• **What is asked**
The required output is the exact sequence of lines from the line holding "Species-survey task: indicate the dark jacket" to the end of the records, inclusive.

• **Material provided**
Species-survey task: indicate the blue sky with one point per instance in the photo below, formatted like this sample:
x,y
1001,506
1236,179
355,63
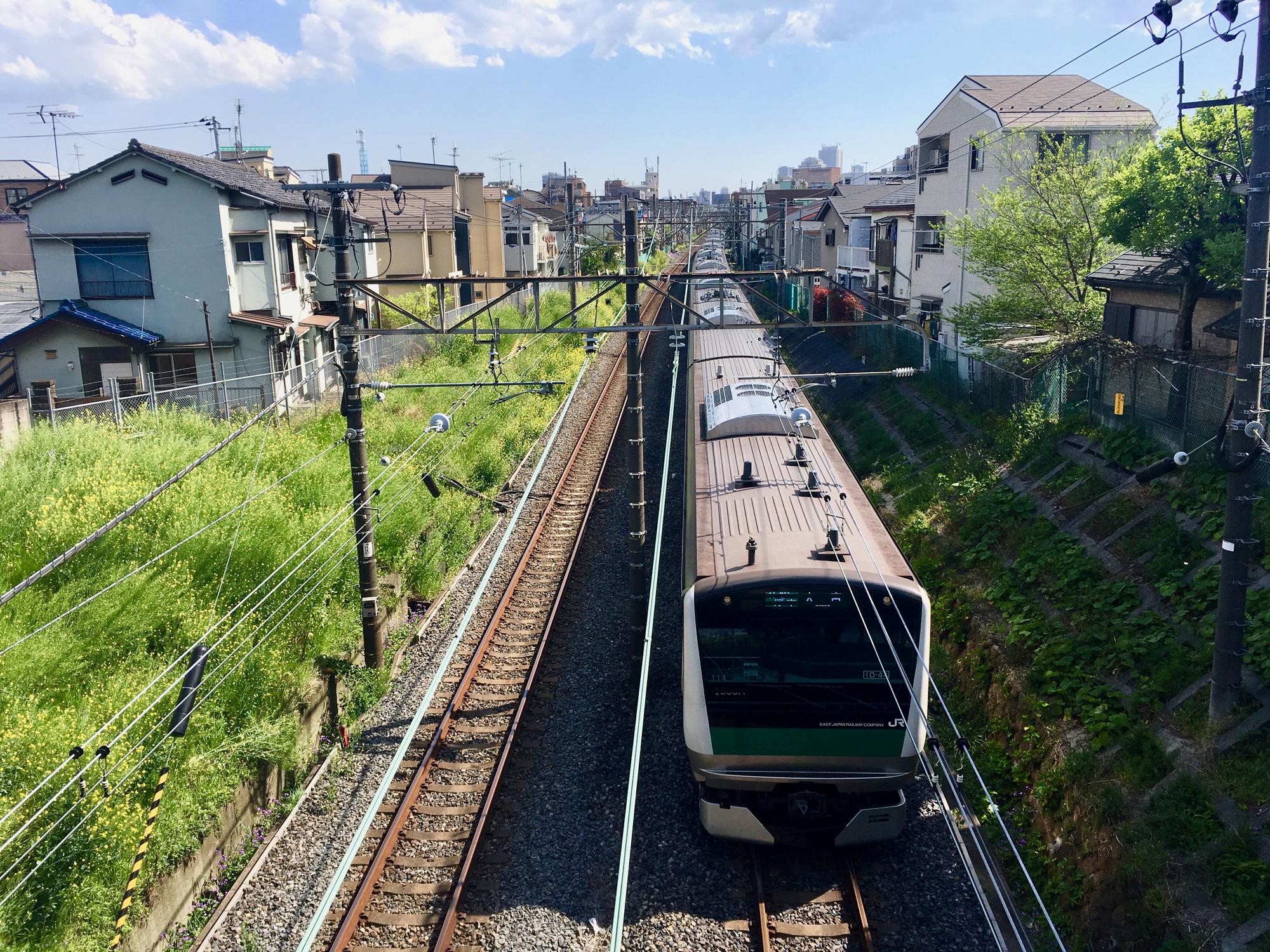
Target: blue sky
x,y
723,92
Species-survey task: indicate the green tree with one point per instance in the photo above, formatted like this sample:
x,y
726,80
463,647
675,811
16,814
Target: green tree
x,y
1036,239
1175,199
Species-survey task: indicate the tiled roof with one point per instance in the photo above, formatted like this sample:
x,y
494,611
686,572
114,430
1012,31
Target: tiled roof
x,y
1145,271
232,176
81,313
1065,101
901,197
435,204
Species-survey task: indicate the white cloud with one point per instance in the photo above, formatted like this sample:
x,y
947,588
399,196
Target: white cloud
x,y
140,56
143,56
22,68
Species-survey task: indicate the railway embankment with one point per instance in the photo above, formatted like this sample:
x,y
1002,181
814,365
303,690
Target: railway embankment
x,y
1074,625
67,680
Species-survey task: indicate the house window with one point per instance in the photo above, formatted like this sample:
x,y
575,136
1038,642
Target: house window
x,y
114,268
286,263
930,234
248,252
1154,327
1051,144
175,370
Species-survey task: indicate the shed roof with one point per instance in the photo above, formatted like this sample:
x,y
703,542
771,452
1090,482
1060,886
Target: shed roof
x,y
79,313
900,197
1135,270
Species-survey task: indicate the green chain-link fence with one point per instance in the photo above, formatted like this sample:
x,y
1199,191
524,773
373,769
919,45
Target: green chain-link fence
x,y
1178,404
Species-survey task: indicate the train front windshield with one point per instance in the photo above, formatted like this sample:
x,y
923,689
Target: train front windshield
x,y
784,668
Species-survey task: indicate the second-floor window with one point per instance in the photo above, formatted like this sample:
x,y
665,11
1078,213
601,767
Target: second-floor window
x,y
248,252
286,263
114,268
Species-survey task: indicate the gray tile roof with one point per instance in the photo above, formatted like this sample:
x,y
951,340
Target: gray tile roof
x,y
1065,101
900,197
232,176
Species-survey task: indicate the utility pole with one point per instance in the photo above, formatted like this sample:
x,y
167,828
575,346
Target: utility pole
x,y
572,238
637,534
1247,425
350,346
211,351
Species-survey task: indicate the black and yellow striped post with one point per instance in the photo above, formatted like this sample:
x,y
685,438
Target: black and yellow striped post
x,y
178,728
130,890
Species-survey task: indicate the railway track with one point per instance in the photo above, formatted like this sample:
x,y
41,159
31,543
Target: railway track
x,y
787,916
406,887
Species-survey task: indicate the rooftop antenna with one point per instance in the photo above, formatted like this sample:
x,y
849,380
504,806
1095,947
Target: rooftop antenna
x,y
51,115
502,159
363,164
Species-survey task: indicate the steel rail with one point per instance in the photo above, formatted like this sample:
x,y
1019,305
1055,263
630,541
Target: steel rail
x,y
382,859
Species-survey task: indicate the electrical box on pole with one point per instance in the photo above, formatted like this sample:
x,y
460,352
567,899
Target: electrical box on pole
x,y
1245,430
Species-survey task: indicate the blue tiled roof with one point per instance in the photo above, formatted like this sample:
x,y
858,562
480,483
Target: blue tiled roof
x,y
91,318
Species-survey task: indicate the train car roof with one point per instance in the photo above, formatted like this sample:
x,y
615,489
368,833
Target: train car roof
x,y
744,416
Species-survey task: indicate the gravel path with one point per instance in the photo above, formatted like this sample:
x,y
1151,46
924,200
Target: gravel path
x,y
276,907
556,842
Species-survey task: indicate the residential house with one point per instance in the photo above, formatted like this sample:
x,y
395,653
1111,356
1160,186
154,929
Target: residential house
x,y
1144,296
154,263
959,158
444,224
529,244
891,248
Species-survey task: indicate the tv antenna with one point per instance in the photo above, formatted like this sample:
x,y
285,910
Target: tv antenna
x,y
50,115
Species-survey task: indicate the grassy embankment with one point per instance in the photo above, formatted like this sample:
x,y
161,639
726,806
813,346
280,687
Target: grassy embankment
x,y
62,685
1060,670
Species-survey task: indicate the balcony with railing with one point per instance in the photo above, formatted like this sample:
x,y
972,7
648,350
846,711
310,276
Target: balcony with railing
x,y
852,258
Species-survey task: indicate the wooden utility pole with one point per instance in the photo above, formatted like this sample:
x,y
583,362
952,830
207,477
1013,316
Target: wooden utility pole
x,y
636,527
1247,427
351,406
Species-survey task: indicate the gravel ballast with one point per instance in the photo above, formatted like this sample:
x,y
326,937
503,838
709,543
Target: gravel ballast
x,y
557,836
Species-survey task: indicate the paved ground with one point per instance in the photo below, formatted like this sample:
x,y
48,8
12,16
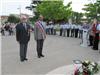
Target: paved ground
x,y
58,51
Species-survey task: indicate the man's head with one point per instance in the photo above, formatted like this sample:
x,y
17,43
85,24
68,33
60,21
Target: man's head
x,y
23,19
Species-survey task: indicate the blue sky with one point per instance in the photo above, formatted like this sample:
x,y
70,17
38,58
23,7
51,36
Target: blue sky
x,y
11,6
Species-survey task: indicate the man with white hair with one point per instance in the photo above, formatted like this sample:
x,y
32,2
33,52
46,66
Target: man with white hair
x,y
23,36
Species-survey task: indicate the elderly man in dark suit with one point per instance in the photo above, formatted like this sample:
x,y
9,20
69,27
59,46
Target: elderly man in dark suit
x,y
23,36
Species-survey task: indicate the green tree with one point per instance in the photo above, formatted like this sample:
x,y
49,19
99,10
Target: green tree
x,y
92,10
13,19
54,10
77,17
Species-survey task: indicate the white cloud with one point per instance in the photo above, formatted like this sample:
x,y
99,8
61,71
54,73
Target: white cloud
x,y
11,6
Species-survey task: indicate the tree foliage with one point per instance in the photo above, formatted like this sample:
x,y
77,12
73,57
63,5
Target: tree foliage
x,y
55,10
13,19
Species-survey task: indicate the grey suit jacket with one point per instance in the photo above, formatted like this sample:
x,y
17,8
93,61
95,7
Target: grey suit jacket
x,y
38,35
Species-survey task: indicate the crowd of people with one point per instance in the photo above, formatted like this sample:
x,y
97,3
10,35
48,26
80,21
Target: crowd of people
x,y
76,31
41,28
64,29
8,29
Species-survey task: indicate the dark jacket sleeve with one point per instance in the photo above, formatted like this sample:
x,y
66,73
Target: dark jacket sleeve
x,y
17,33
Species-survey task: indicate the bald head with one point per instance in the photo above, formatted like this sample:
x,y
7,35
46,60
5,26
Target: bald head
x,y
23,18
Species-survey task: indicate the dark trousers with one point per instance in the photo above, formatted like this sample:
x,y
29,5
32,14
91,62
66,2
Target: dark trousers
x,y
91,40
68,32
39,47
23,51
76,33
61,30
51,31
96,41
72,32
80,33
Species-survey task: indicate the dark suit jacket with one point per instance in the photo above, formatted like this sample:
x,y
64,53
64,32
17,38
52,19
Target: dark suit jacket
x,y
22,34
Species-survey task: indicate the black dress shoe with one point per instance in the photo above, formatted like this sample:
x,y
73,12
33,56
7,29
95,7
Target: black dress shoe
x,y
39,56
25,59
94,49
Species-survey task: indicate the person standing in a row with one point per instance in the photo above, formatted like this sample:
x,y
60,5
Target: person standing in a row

• **Answer to the problem**
Species-survey task: indicate the dark jacket sleeve with one point per instance in the photo above, formatted like this sample:
x,y
66,73
Target: dark jacket sleeve
x,y
17,33
Species-survey task: indicate the bald head with one point per instance in the photo above, formatted like this sample:
x,y
7,35
46,60
5,26
Target: bald head
x,y
23,18
Species-survey task: indicate the dark trousers with one point per instance in the photo above, formatted like this sample:
x,y
29,5
32,14
91,62
66,2
Target: dark trousers
x,y
91,40
68,32
39,47
23,51
76,33
61,30
51,31
96,41
72,32
80,33
Species-survey task: indicate the dark suit jacket with one point per instance in the photo above, formatted like this sample:
x,y
64,53
64,32
17,38
52,19
Target: dark suit jacket
x,y
22,34
Species-survey task: indicate the black dress shoe with one point per instance in the photo above, formatted like this sample:
x,y
73,12
33,56
7,29
95,7
Target: black dress shoe
x,y
39,56
25,59
94,49
Species-survey task: indicate the person standing in a row with one point per instance in the photo above, formatted like this sample:
x,y
60,5
Target: person standing in a row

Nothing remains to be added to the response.